> _Passage_:
---

Can’t Live With It, Can’t Live Without It: Kacey Musgraves

Kacey Musgraves Palace Theater, St Paul. 2 Feb 2019
Photo by Andy Witchger

When she played the Royal Albert Hall in 2015, Kacey Musgraves grew emotional when she realised her entire town of Golden, Texas, could fit into the room. She was promoting her second album “Pageant Material”, which included a song where she advised people to “mind your own biscuits and life will be gravy”. She had already made an impression with ‘Follow Your Arrow’, a song bravely sent to country radio despite lyrics about kissing people of the same sex and rolling up a joint – “or don’t” she added cutely. It was no surprise she gained a foothold in the UK, with a Country2Country appearance in 2018 and a Roundhouse show in 2024 following that filmed Albert Hall set.

Here was a confident singer/songwriter with a strong brand that set her apart from every Nashville artist, not just the female ones, whom one radio consultant referred to as “tomatoes in the salad”. SpaceyKacey was her social media handle, and she boasted of taking psychedelics and spending time in gay clubs. She told Billboard magazine in 2018 that, though she loved roots music, “it feels like there’s a contest sometimes with how country or how traditionalist you can prove yourself to be”.

---

> _Data_:
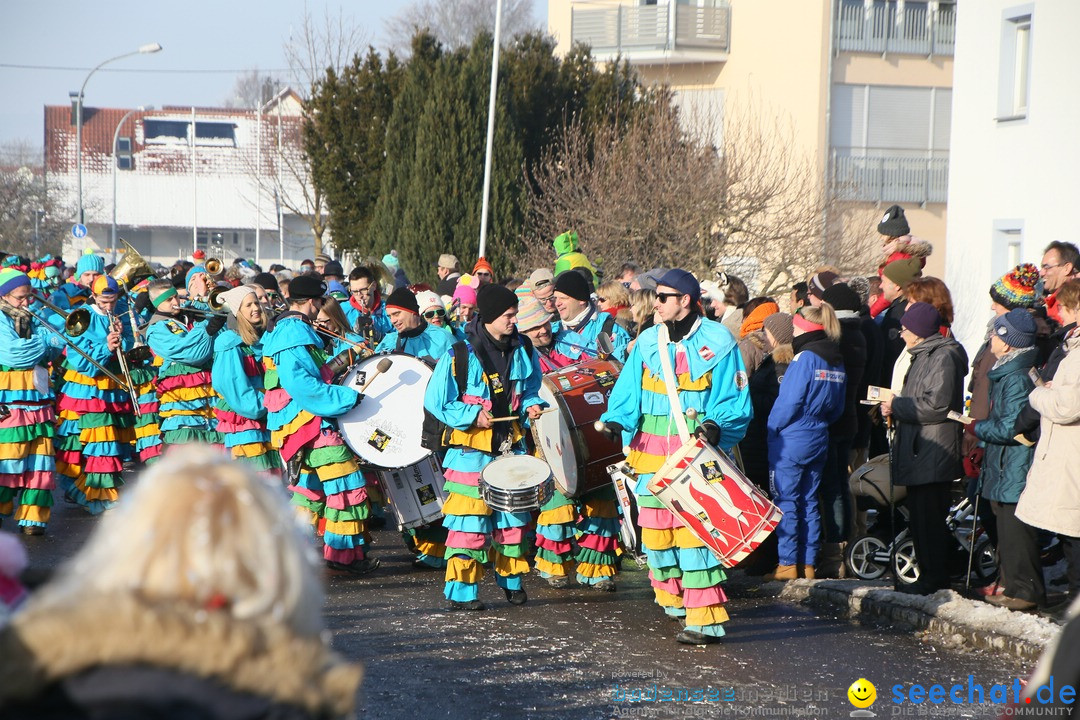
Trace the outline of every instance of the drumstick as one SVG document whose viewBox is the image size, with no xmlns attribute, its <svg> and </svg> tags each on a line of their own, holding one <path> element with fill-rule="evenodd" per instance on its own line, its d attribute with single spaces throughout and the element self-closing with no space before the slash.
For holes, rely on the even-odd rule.
<svg viewBox="0 0 1080 720">
<path fill-rule="evenodd" d="M 554 412 L 558 408 L 548 408 L 546 410 L 540 410 L 540 415 L 544 415 L 546 412 Z M 517 420 L 517 419 L 518 418 L 516 415 L 508 415 L 505 418 L 491 418 L 491 422 L 507 422 L 509 420 Z"/>
<path fill-rule="evenodd" d="M 387 370 L 389 370 L 390 366 L 393 365 L 393 364 L 394 364 L 394 362 L 392 359 L 390 359 L 389 357 L 383 357 L 382 359 L 380 359 L 379 364 L 375 366 L 375 372 L 373 372 L 372 377 L 367 379 L 367 382 L 364 383 L 364 386 L 360 389 L 360 391 L 359 391 L 360 394 L 363 395 L 364 391 L 367 390 L 367 386 L 369 384 L 372 384 L 372 382 L 377 377 L 379 377 L 380 373 L 386 372 Z"/>
</svg>

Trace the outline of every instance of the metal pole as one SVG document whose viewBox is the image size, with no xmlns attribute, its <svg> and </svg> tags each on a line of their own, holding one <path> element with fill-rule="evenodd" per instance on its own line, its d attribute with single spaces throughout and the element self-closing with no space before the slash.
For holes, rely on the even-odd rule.
<svg viewBox="0 0 1080 720">
<path fill-rule="evenodd" d="M 484 200 L 480 213 L 480 257 L 487 250 L 487 210 L 491 194 L 491 152 L 495 144 L 495 93 L 499 85 L 499 36 L 502 30 L 502 0 L 495 0 L 495 49 L 491 52 L 491 92 L 487 99 L 487 153 L 484 157 Z"/>
</svg>

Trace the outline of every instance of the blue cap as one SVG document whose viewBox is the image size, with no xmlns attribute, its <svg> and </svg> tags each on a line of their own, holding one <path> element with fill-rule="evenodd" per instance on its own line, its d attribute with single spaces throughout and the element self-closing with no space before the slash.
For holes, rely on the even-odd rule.
<svg viewBox="0 0 1080 720">
<path fill-rule="evenodd" d="M 664 273 L 663 277 L 657 281 L 657 285 L 664 285 L 674 288 L 683 295 L 689 295 L 690 299 L 697 302 L 701 299 L 701 285 L 698 279 L 686 270 L 673 268 Z"/>
</svg>

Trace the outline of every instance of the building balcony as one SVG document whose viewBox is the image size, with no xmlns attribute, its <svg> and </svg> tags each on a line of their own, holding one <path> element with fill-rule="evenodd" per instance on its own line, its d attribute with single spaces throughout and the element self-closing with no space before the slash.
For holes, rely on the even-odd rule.
<svg viewBox="0 0 1080 720">
<path fill-rule="evenodd" d="M 597 59 L 623 57 L 636 65 L 724 63 L 731 41 L 727 2 L 697 8 L 615 5 L 573 8 L 570 37 Z"/>
<path fill-rule="evenodd" d="M 836 46 L 840 52 L 881 55 L 953 55 L 956 46 L 956 5 L 930 10 L 926 3 L 840 4 Z"/>
<path fill-rule="evenodd" d="M 881 204 L 944 203 L 948 196 L 948 152 L 834 148 L 832 182 L 840 200 Z M 892 154 L 890 154 L 892 153 Z"/>
</svg>

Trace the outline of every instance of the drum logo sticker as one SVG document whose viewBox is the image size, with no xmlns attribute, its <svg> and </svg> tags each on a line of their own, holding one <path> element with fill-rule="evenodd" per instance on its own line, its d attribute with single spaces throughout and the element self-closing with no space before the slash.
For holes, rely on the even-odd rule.
<svg viewBox="0 0 1080 720">
<path fill-rule="evenodd" d="M 387 449 L 387 446 L 390 445 L 390 440 L 391 437 L 389 435 L 383 433 L 381 430 L 376 430 L 372 433 L 372 436 L 367 438 L 367 444 L 379 452 L 382 452 Z"/>
<path fill-rule="evenodd" d="M 430 505 L 435 502 L 435 490 L 431 487 L 431 484 L 421 485 L 416 489 L 417 500 L 420 501 L 421 505 Z"/>
<path fill-rule="evenodd" d="M 710 483 L 719 483 L 724 479 L 724 472 L 715 460 L 706 460 L 698 465 L 701 476 Z"/>
</svg>

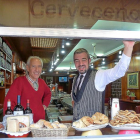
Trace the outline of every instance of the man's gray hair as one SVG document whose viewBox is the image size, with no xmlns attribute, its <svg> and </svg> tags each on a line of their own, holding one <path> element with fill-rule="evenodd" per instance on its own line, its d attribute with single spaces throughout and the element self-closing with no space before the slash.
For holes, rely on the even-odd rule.
<svg viewBox="0 0 140 140">
<path fill-rule="evenodd" d="M 30 57 L 28 58 L 28 60 L 27 60 L 27 63 L 26 63 L 28 66 L 30 65 L 31 59 L 39 59 L 40 62 L 41 62 L 42 68 L 43 68 L 43 61 L 42 61 L 42 59 L 41 59 L 40 57 L 38 57 L 38 56 L 30 56 Z"/>
<path fill-rule="evenodd" d="M 90 59 L 90 55 L 89 55 L 88 51 L 86 49 L 84 49 L 84 48 L 77 49 L 74 52 L 73 59 L 74 59 L 75 54 L 80 54 L 80 53 L 83 53 L 83 52 L 85 52 L 87 54 L 88 59 Z"/>
</svg>

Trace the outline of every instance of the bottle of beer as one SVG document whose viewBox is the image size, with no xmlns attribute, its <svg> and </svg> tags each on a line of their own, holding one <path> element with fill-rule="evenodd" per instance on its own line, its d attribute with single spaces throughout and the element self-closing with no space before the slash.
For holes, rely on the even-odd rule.
<svg viewBox="0 0 140 140">
<path fill-rule="evenodd" d="M 30 101 L 27 100 L 27 107 L 25 109 L 25 114 L 31 114 L 32 113 L 32 110 L 30 108 Z"/>
<path fill-rule="evenodd" d="M 20 95 L 17 96 L 17 105 L 14 108 L 14 115 L 23 115 L 24 114 L 24 108 L 20 103 Z"/>
<path fill-rule="evenodd" d="M 5 115 L 12 115 L 13 111 L 11 109 L 11 101 L 10 99 L 8 99 L 7 101 L 7 110 L 5 111 Z"/>
</svg>

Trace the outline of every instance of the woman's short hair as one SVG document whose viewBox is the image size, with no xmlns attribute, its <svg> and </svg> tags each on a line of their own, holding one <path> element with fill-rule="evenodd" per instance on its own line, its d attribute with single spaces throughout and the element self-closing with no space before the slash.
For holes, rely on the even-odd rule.
<svg viewBox="0 0 140 140">
<path fill-rule="evenodd" d="M 40 62 L 41 62 L 42 68 L 43 68 L 43 61 L 42 61 L 42 59 L 41 59 L 40 57 L 38 57 L 38 56 L 30 56 L 30 57 L 28 58 L 28 60 L 27 60 L 27 63 L 26 63 L 28 66 L 30 65 L 31 59 L 39 59 Z"/>
<path fill-rule="evenodd" d="M 83 53 L 83 52 L 85 52 L 85 53 L 87 54 L 88 59 L 90 59 L 90 55 L 89 55 L 88 51 L 87 51 L 86 49 L 84 49 L 84 48 L 79 48 L 79 49 L 77 49 L 77 50 L 74 52 L 73 58 L 74 58 L 75 54 L 80 54 L 80 53 Z"/>
</svg>

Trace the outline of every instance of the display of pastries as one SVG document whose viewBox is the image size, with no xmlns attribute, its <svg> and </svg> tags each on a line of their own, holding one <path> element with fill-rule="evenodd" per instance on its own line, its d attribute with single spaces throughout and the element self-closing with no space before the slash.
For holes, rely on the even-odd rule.
<svg viewBox="0 0 140 140">
<path fill-rule="evenodd" d="M 43 122 L 43 125 L 42 125 L 42 123 L 40 124 L 39 122 Z M 30 128 L 35 128 L 35 129 L 38 129 L 38 128 L 59 129 L 59 128 L 67 128 L 67 126 L 63 123 L 59 123 L 58 121 L 54 121 L 54 122 L 51 123 L 51 122 L 46 121 L 46 120 L 44 120 L 44 121 L 39 120 L 37 123 L 31 124 Z"/>
<path fill-rule="evenodd" d="M 101 124 L 106 124 L 109 122 L 109 119 L 106 115 L 96 112 L 95 114 L 92 115 L 92 117 L 89 116 L 83 116 L 81 119 L 78 121 L 73 122 L 73 127 L 76 128 L 84 128 L 89 125 L 101 125 Z"/>
</svg>

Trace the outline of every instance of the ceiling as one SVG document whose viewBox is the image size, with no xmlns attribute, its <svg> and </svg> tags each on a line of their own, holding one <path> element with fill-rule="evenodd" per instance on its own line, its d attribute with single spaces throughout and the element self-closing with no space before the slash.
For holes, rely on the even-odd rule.
<svg viewBox="0 0 140 140">
<path fill-rule="evenodd" d="M 91 30 L 122 30 L 122 31 L 139 31 L 139 23 L 118 22 L 98 20 Z M 109 56 L 123 49 L 122 39 L 106 40 L 106 39 L 75 39 L 75 38 L 40 38 L 40 37 L 4 37 L 5 40 L 12 43 L 14 52 L 20 54 L 21 60 L 27 61 L 31 55 L 39 56 L 43 60 L 43 75 L 66 75 L 71 69 L 75 70 L 73 63 L 74 51 L 78 48 L 86 48 L 93 55 L 94 46 L 97 56 Z M 67 46 L 66 43 L 70 45 Z M 65 46 L 66 53 L 61 54 L 62 46 Z M 59 58 L 58 63 L 52 71 L 51 64 Z M 92 59 L 91 64 L 99 59 Z M 58 73 L 56 73 L 58 72 Z"/>
<path fill-rule="evenodd" d="M 139 23 L 130 23 L 130 22 L 117 22 L 117 21 L 105 21 L 98 20 L 91 29 L 100 29 L 100 30 L 129 30 L 129 31 L 139 31 L 140 24 Z M 75 69 L 73 63 L 73 54 L 74 51 L 78 48 L 85 48 L 88 52 L 93 55 L 93 46 L 96 45 L 96 55 L 97 56 L 109 56 L 118 50 L 123 49 L 122 40 L 99 40 L 99 39 L 81 39 L 79 43 L 72 49 L 72 51 L 67 55 L 67 57 L 57 66 L 55 71 L 68 70 L 70 68 Z M 98 61 L 99 59 L 92 59 L 91 63 Z"/>
<path fill-rule="evenodd" d="M 6 36 L 2 37 L 11 46 L 13 52 L 19 54 L 20 60 L 26 62 L 31 55 L 41 57 L 44 64 L 44 74 L 54 75 L 57 71 L 59 71 L 59 74 L 66 74 L 70 68 L 70 62 L 72 62 L 72 69 L 75 69 L 73 53 L 77 48 L 86 48 L 92 55 L 92 44 L 94 44 L 98 56 L 109 56 L 123 49 L 122 40 L 124 39 L 122 37 L 119 39 L 118 36 L 114 40 L 67 38 L 66 36 L 45 37 L 44 29 L 139 31 L 139 4 L 139 0 L 0 1 L 0 27 L 25 27 L 22 35 L 20 35 L 20 30 L 15 30 L 13 34 L 17 34 L 16 36 L 10 36 L 7 33 Z M 24 35 L 24 33 L 28 34 L 28 31 L 33 27 L 40 28 L 41 37 L 36 35 L 36 31 L 32 32 L 34 36 Z M 53 33 L 55 34 L 55 32 Z M 74 33 L 76 34 L 76 32 Z M 61 35 L 61 32 L 59 34 Z M 67 35 L 69 36 L 70 32 L 67 32 Z M 81 33 L 82 35 L 83 33 Z M 71 44 L 65 46 L 66 53 L 61 54 L 62 45 L 67 41 Z M 57 59 L 57 55 L 59 55 L 59 61 L 54 66 L 55 72 L 49 72 L 51 63 Z M 92 63 L 95 61 L 98 61 L 98 59 L 93 59 Z"/>
</svg>

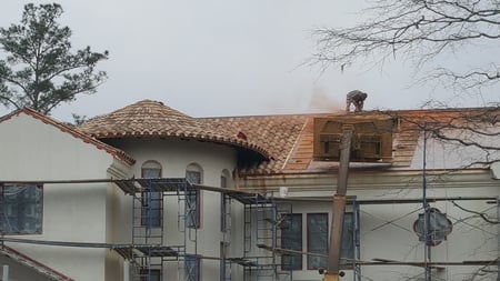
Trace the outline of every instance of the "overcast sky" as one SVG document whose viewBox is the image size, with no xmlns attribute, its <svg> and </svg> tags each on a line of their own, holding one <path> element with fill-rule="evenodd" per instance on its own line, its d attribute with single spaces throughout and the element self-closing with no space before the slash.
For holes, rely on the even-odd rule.
<svg viewBox="0 0 500 281">
<path fill-rule="evenodd" d="M 22 0 L 1 0 L 0 26 L 21 19 Z M 46 1 L 31 1 L 44 3 Z M 52 112 L 93 117 L 152 99 L 192 117 L 339 110 L 346 93 L 369 93 L 367 109 L 416 109 L 428 88 L 408 88 L 412 69 L 352 67 L 343 73 L 303 62 L 314 52 L 311 30 L 359 20 L 362 0 L 61 0 L 60 20 L 74 48 L 109 50 L 99 69 L 109 79 Z M 496 50 L 498 51 L 498 50 Z M 498 52 L 497 52 L 498 54 Z M 464 103 L 458 106 L 473 107 Z M 479 104 L 481 106 L 481 104 Z M 10 110 L 0 108 L 0 114 Z"/>
</svg>

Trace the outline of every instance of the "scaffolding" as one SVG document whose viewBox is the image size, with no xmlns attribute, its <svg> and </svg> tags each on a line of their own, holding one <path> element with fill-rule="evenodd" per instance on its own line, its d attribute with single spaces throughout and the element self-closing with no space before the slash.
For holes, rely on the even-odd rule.
<svg viewBox="0 0 500 281">
<path fill-rule="evenodd" d="M 153 281 L 162 279 L 167 275 L 164 272 L 163 263 L 168 261 L 174 261 L 178 263 L 178 269 L 182 269 L 182 278 L 180 280 L 191 281 L 197 280 L 196 277 L 200 274 L 197 267 L 197 262 L 200 259 L 207 259 L 198 254 L 197 249 L 197 229 L 188 227 L 187 214 L 193 213 L 192 205 L 186 203 L 187 197 L 194 197 L 197 199 L 199 190 L 208 190 L 213 192 L 220 192 L 221 194 L 221 218 L 223 223 L 221 230 L 223 232 L 223 240 L 221 243 L 223 248 L 230 247 L 231 239 L 231 214 L 234 211 L 231 209 L 232 201 L 242 203 L 243 208 L 243 253 L 239 258 L 231 258 L 227 254 L 227 251 L 222 251 L 218 259 L 221 261 L 221 280 L 230 281 L 232 274 L 232 265 L 238 264 L 243 268 L 244 280 L 292 280 L 291 270 L 283 270 L 283 254 L 313 254 L 301 251 L 292 251 L 283 249 L 281 245 L 281 231 L 280 222 L 288 214 L 292 213 L 292 205 L 296 201 L 302 202 L 330 202 L 329 199 L 314 199 L 314 198 L 274 198 L 272 194 L 262 193 L 249 193 L 244 191 L 237 191 L 222 188 L 212 188 L 200 184 L 191 184 L 183 178 L 179 179 L 129 179 L 129 180 L 73 180 L 73 181 L 2 181 L 2 184 L 9 183 L 96 183 L 96 182 L 111 182 L 118 185 L 126 194 L 132 197 L 132 243 L 116 244 L 116 243 L 89 243 L 89 242 L 69 242 L 69 241 L 46 241 L 33 239 L 20 239 L 2 237 L 2 242 L 14 243 L 28 243 L 38 245 L 52 245 L 52 247 L 77 247 L 77 248 L 106 248 L 112 249 L 120 253 L 126 260 L 131 261 L 133 264 L 133 280 L 147 280 Z M 157 192 L 157 193 L 154 193 Z M 161 195 L 160 195 L 161 194 Z M 178 209 L 178 228 L 183 233 L 183 241 L 180 244 L 168 244 L 164 227 L 167 222 L 163 219 L 164 214 L 164 198 L 171 195 L 177 197 Z M 421 199 L 377 199 L 377 200 L 350 200 L 352 212 L 358 214 L 360 205 L 377 205 L 377 204 L 408 204 L 420 203 Z M 488 204 L 493 204 L 492 210 L 497 213 L 497 223 L 500 215 L 500 200 L 498 197 L 441 197 L 441 198 L 428 198 L 428 202 L 437 203 L 439 201 L 486 201 Z M 456 203 L 453 202 L 453 205 Z M 458 209 L 466 213 L 472 211 L 457 205 Z M 414 211 L 412 211 L 414 212 Z M 476 213 L 478 214 L 478 213 Z M 482 214 L 482 213 L 479 213 Z M 406 217 L 406 215 L 403 215 Z M 401 217 L 401 218 L 403 218 Z M 398 217 L 399 218 L 399 217 Z M 381 222 L 381 225 L 393 223 L 394 220 Z M 359 218 L 353 215 L 352 228 L 354 231 L 359 229 Z M 173 225 L 169 223 L 168 225 Z M 497 239 L 500 227 L 497 227 Z M 354 257 L 352 260 L 348 260 L 348 264 L 352 264 L 354 281 L 361 280 L 361 267 L 368 265 L 408 265 L 408 267 L 423 267 L 421 261 L 398 261 L 398 260 L 384 260 L 373 259 L 371 261 L 362 261 L 359 251 L 359 235 L 353 235 L 352 243 L 356 245 Z M 497 242 L 500 239 L 497 240 Z M 500 243 L 500 242 L 499 242 Z M 189 245 L 189 247 L 188 247 Z M 499 244 L 500 245 L 500 244 Z M 500 253 L 497 249 L 497 254 Z M 320 255 L 320 254 L 317 254 Z M 500 267 L 500 259 L 493 260 L 474 260 L 474 261 L 430 261 L 428 267 L 448 267 L 448 265 L 461 265 L 461 267 L 479 267 L 480 271 L 488 271 L 486 267 Z M 350 264 L 349 264 L 350 263 Z M 287 265 L 287 264 L 284 264 Z M 287 268 L 287 267 L 284 267 Z M 479 272 L 479 271 L 478 271 Z M 497 273 L 497 279 L 500 279 L 500 273 Z M 491 273 L 491 272 L 490 272 Z"/>
<path fill-rule="evenodd" d="M 196 205 L 198 192 L 183 178 L 173 179 L 131 179 L 113 181 L 126 194 L 132 197 L 132 247 L 119 250 L 130 260 L 132 280 L 162 280 L 163 264 L 178 262 L 178 270 L 183 272 L 183 280 L 196 280 L 199 272 L 192 267 L 197 257 L 197 218 Z M 182 233 L 180 244 L 166 243 L 163 219 L 164 198 L 176 195 L 178 199 L 178 230 Z M 189 251 L 187 251 L 189 247 Z M 140 247 L 137 247 L 140 245 Z"/>
<path fill-rule="evenodd" d="M 232 201 L 243 205 L 243 249 L 242 257 L 223 258 L 223 280 L 231 280 L 233 264 L 243 268 L 244 281 L 292 280 L 292 270 L 283 264 L 280 252 L 281 222 L 292 213 L 289 203 L 278 204 L 271 195 L 241 191 L 224 191 L 223 205 L 230 210 Z M 230 211 L 223 212 L 228 225 Z M 229 232 L 230 235 L 230 232 Z M 222 273 L 221 273 L 222 274 Z"/>
</svg>

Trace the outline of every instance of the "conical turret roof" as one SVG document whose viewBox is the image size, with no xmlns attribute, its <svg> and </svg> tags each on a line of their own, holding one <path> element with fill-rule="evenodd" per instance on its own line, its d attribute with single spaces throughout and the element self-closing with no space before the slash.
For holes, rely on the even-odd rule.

---

> _Set task A_: In the Kacey Musgraves piece, why did Musgraves grow emotional at the Royal Albert Hall in 2015? Answer in one to three sentences.
> _Set task B_: Can you echo, word for word, the part of the Kacey Musgraves piece that opens with the words containing "Can’t Live With It, Can’t" and closes with "Albert Hall set."?

> _Response A_: She grew emotional because she realized that her entire town of Golden, Texas, could fit into the room.

> _Response B_:
Can’t Live With It, Can’t Live Without It: Kacey Musgraves

Kacey Musgraves Palace Theater, St Paul. 2 Feb 2019
Photo by Andy Witchger

When she played the Royal Albert Hall in 2015, Kacey Musgraves grew emotional when she realised her entire town of Golden, Texas, could fit into the room. She was promoting her second album “Pageant Material”, which included a song where she advised people to “mind your own biscuits and life will be gravy”. She had already made an impression with ‘Follow Your Arrow’, a song bravely sent to country radio despite lyrics about kissing people of the same sex and rolling up a joint – “or don’t” she added cutely. It was no surprise she gained a foothold in the UK, with a Country2Country appearance in 2018 and a Roundhouse show in 2024 following that filmed Albert Hall set.